## Records shown
_ _ _ _ _

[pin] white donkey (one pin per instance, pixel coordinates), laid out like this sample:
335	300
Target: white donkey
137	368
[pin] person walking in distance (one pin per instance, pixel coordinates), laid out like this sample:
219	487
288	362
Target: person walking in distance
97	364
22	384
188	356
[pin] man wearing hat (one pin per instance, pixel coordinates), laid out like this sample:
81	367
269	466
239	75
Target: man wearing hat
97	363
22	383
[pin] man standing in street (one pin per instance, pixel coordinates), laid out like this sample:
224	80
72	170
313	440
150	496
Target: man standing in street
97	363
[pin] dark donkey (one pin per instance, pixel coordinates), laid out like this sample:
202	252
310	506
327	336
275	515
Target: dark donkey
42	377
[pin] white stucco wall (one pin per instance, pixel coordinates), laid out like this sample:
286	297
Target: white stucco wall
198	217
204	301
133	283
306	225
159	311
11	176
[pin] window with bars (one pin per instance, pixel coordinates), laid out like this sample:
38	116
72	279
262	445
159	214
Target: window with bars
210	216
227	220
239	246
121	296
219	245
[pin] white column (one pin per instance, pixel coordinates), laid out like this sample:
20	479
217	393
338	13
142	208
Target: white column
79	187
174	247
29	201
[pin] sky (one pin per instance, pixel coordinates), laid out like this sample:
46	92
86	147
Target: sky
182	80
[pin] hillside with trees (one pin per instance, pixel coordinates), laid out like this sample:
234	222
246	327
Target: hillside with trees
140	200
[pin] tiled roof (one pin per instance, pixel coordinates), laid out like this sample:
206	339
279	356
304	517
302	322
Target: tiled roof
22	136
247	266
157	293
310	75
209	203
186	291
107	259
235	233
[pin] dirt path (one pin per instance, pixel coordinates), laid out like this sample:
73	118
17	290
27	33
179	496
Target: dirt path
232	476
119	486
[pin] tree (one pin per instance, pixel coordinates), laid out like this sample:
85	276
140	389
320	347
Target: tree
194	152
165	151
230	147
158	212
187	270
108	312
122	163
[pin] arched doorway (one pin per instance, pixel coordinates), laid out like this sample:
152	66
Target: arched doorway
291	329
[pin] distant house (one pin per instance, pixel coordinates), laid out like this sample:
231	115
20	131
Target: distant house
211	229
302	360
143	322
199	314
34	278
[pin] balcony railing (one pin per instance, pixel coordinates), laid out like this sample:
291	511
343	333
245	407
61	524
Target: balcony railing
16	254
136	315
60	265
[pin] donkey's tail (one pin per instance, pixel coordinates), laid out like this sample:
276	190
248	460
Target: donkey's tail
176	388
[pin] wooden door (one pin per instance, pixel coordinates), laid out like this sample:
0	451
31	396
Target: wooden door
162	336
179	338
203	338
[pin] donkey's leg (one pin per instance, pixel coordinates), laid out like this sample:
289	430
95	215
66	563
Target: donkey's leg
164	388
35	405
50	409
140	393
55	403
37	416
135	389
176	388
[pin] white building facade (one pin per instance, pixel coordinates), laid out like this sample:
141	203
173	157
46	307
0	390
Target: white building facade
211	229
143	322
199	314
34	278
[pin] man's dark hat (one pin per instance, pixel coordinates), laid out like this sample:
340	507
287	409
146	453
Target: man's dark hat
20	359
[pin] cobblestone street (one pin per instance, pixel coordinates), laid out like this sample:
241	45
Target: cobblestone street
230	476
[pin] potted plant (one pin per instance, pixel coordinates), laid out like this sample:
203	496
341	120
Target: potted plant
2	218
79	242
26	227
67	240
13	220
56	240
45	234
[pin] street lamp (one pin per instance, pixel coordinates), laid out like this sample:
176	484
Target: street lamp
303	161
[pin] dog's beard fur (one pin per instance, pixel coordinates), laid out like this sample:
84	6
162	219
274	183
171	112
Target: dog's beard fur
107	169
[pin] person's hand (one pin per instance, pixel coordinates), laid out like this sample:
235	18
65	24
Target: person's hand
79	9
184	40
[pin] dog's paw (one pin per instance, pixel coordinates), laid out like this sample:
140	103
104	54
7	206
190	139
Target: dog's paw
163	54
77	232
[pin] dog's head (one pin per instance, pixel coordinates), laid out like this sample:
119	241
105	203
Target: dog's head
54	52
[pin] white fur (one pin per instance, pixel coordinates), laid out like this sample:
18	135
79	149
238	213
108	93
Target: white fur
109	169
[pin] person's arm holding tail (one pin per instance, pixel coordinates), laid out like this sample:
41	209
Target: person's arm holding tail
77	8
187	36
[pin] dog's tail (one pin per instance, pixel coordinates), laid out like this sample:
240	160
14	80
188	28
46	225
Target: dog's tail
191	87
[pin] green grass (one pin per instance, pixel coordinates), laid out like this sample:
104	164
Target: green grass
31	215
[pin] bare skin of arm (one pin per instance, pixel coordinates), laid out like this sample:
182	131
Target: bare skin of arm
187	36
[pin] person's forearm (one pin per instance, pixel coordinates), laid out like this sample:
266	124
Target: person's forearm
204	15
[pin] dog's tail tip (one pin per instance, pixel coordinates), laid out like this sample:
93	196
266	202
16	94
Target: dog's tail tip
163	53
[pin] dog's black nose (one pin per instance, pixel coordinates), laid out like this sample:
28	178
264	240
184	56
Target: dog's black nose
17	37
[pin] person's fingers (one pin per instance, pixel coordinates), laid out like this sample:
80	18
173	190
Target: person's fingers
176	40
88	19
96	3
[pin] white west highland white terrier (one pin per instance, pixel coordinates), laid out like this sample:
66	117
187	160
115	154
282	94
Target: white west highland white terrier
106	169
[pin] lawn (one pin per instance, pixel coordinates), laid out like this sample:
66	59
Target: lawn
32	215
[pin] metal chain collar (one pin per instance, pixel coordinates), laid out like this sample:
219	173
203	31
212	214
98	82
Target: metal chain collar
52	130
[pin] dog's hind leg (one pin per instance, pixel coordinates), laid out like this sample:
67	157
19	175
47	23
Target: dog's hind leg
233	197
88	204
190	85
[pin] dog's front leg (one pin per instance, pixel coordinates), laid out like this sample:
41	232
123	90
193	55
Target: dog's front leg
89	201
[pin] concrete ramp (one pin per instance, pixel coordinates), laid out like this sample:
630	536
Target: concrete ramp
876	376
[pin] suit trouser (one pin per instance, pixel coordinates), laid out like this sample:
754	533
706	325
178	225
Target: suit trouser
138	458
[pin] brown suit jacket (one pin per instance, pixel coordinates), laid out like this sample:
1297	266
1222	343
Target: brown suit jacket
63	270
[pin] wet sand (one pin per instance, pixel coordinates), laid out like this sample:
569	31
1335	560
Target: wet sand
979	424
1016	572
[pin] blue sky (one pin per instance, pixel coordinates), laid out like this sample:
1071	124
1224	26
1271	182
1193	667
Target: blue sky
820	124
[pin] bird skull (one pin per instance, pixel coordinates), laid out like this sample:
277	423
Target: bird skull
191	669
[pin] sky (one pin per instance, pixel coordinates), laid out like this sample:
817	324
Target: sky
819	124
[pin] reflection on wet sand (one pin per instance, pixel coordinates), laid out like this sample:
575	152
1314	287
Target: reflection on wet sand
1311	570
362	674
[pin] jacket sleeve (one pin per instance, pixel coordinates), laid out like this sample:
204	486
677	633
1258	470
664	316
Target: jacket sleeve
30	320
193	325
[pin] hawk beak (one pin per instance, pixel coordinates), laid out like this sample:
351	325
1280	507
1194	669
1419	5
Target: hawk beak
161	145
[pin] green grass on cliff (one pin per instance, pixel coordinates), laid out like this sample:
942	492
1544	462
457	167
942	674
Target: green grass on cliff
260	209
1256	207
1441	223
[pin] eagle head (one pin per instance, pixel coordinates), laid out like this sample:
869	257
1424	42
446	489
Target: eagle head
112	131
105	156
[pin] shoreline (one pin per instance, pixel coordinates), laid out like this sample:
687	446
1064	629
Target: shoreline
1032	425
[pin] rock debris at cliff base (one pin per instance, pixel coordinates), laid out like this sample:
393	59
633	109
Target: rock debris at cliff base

_ _ _ _ _

Your job is to write out the data exactly as it stands.

[pin] white donkey (one pin per instance, pixel coordinates), laid out like this sample:
335	300
Target: white donkey
137	368
[pin] person walking in distance (one pin per instance, pixel coordinates), laid out like this sample:
219	487
288	362
Target: person walking in distance
97	364
22	384
188	356
[pin] man wearing hat (one pin per instance, pixel coordinates), laid out like this sample:
81	367
269	466
239	75
Target: man wearing hat
97	363
22	383
[pin] man standing in street (one pin per instance, pixel coordinates), laid out like this sample:
224	80
72	170
313	440
150	496
Target: man standing in street
97	363
[pin] dark donkey (one pin per instance, pixel coordinates), laid out like this sample:
202	252
310	506
327	336
275	515
Target: dark donkey
42	377
[pin] white stucco wall (one pin per instance, pixel coordinates), laid out like this sample:
286	297
Target: white stucco wall
198	217
204	301
133	283
306	225
159	311
11	176
[pin] window with bars (one pin per instance, pixel coordinates), laid out like this sample:
38	116
72	279
262	445
159	214
Target: window with bars
210	216
227	220
239	246
121	296
219	245
[pin] white column (one pin per instance, pixel coordinates), laid out like this sample:
20	479
217	393
338	13
142	208
Target: white column
79	187
174	247
29	201
[pin] sky (one pin per instance, pixel coordinates), laid out like this sample:
46	92
86	147
Target: sky
182	80
[pin] hillside with trees (one pin per instance, pixel coordinates), laid out like this sample:
234	222
246	327
Target: hillside with trees
140	200
[pin] tiled roof (one pin per instance, pixel coordinates), laid out like this sample:
206	339
279	356
304	517
302	322
Target: tiled roof
22	136
247	266
157	293
310	75
209	203
186	291
107	259
235	233
[pin] dirt path (one pin per instance, pixel coordinates), laid out like this sample:
73	118
17	290
27	33
179	496
Target: dirt path
232	476
119	486
[pin] tree (one pin per instance, pixel coordinates), laid out like this sample:
85	276
140	389
320	347
Target: tree
194	152
165	151
230	147
158	212
187	270
108	312
122	163
[pin] arched doorway (one pin per instance, pixel coordinates), laid out like this sample:
152	66
Target: arched doorway
291	329
[pin] distant house (one pin per instance, pixel coordinates), laid out like this sample:
231	115
20	131
Target: distant house
211	229
302	360
143	322
199	314
34	278
[pin] balcony railing (one pin per instance, pixel coordinates), laid out like this sample:
291	511
343	333
245	407
61	524
Target: balcony railing
16	254
136	315
60	265
[pin] donkey's tail (one pin per instance, pixel coordinates), laid out like this sample:
276	190
248	460
Target: donkey's tail
176	388
[pin] wooden door (one pin per instance, pixel coordinates), laid out like this sample:
0	451
31	396
Target: wooden door
162	336
179	338
203	338
[pin] donkey's leg (one pin per instance, pixel coordinates), laid out like this sample:
289	430
95	215
66	563
Target: donkey's leg
164	388
35	405
50	409
140	393
55	403
37	416
135	389
176	388
[pin] white building facade (one pin per instance, pixel coordinates), laid out like this sample:
141	203
173	157
46	307
0	390
Target: white building facade
211	229
143	322
199	314
34	278
[pin] man's dark hat (one pin per instance, pixel coordinates), laid out like this sample:
340	507
287	409
146	453
Target: man's dark hat
20	359
[pin] cobblestone street (one pin per instance, pixel coordinates), laid out like this sample:
241	45
Target: cobblestone street
230	476
[pin] potted plant (one pin per instance, pixel coordinates), laid out like this sample:
203	496
341	120
Target: potted plant
2	218
79	242
26	227
67	240
13	220
56	240
45	234
[pin] street lamp (one pin per instance, pixel coordinates), laid out like this sample:
176	484
Target: street lamp
303	161
[pin] dog's beard fur (one pin per instance, pixel coordinates), laid out like this sample:
84	6
162	219
274	183
171	112
Target: dog's beard fur
107	169
[pin] person's hand (one pin per instance, pixel coordinates), laid out like this sample:
235	18
65	24
Target: person's hand
79	9
184	40
[pin] dog's paw (one pin per instance, pixel coordinates), laid out like this sample:
140	103
104	54
7	206
190	139
Target: dog's paw
163	54
77	232
[pin] dog's head (one pin per instance, pixel coordinates), laid out like this sample:
119	241
105	203
Target: dog's head
54	52
[pin] white fur (one pin per instance, pixel coordinates), laid out like this sample:
18	135
79	149
238	213
108	93
Target: white fur
109	169
[pin] person's arm holding tail (one pin per instance, pixel coordinates), laid out like this sample:
41	209
Target: person's arm holding tail
77	8
187	36
[pin] dog's tail (one pin per instance, pixel coordinates), laid out like this sample:
240	160
14	80
188	28
46	225
Target: dog's tail
191	87
[pin] green grass (one pin per instance, pixel coordinates), laid out like this sample:
104	164
Target: green grass
31	215
[pin] bare skin of arm (one pin per instance, pixel coordinates), laid out like this sample:
182	131
Target: bare skin of arm
187	36
[pin] person's forearm (one pin per instance, pixel coordinates), laid out like this sample:
266	124
Target: person's forearm
204	15
[pin] dog's tail tip (one pin per instance, pixel coordinates), laid out like this sample:
93	196
266	202
16	94
Target: dog's tail tip
163	53
[pin] dog's black nose (one pin per instance, pixel coordinates), laid out like this sample:
28	178
264	240
184	56
Target: dog's black nose
17	37
[pin] person's fingers (one pin per instance, pixel coordinates), laid out like this sample:
80	18
173	190
Target: person's fingers
176	40
88	19
96	3
[pin] white west highland white terrier (one pin per instance, pixel coordinates), laid out like this sample:
66	117
187	160
115	154
282	94
Target: white west highland white terrier
106	169
[pin] lawn (one pin per instance, pixel coordinates), laid out like this sample:
66	59
Target: lawn
32	215
[pin] metal chain collar (one pin per instance, pixel coordinates), laid out like this sample:
219	173
203	31
212	214
98	82
Target: metal chain collar
52	130
[pin] dog's hind leg (one pin per instance, pixel coordinates), laid out like this sample:
67	157
19	175
47	23
Target: dog's hind leg
233	197
88	204
190	85
[pin] dog's front leg (one pin per instance, pixel coordinates), laid out like this sample:
41	232
123	90
193	55
Target: dog's front leg
89	201
[pin] concrete ramp (one pin per instance, pixel coordinates), laid out like this sample:
630	536
Target: concrete ramp
876	376
[pin] suit trouser (one pin per instance, pixel coordinates), laid out like this sample:
754	533
706	325
178	225
Target: suit trouser
138	458
[pin] brown suit jacket (one pin per instance, pixel coordinates), laid out like this sample:
1297	266
1222	343
Target: brown suit jacket
63	270
[pin] wet sand (one pin per instance, pixel coordinates), laid out like this sample:
569	31
1335	560
Target: wet sand
979	424
1016	572
[pin] blue sky (one pin per instance, pixel coordinates), laid out like this sample:
1071	124
1224	26
1271	182
1193	667
Target: blue sky
820	124
[pin] bird skull (one pin per instance, pixel coordinates), laid out like this sample:
277	423
Target: bird skull
191	669
[pin] sky (one pin per instance, pixel coordinates), laid out like this sample:
817	324
Target: sky
819	124
[pin] reflection on wet sand (one pin per instance, pixel coordinates), laid out like this sample:
575	152
1314	287
Target: reflection on wet sand
1311	570
362	674
[pin] jacket sleeve (one pin per instance, pixel coordinates), laid out like this sample:
204	486
677	633
1258	470
664	316
Target: jacket sleeve
30	320
193	325
[pin] hawk beak (one pin per instance, pixel coordinates), laid out like this sample:
351	325
1280	507
1194	669
1419	5
Target: hawk beak
161	145
[pin] green grass on cliff (one pin per instance, pixel coordinates), laid out like this sample:
942	492
1544	462
457	167
942	674
Target: green grass on cliff
260	209
1256	207
1441	223
[pin] eagle head (one pin per instance, pixel coordinates), laid out like this sample:
869	257
1424	42
446	489
Target: eagle head
112	131
105	156
[pin] shoreline (one pin per instance, pixel coordinates), laid out like this sample:
687	446
1064	629
Target: shoreline
1032	425
[pin] rock debris at cliff base (one pin per instance, pixel coordinates), laid out like this sample:
393	59
633	109
Target: rock debris at cliff base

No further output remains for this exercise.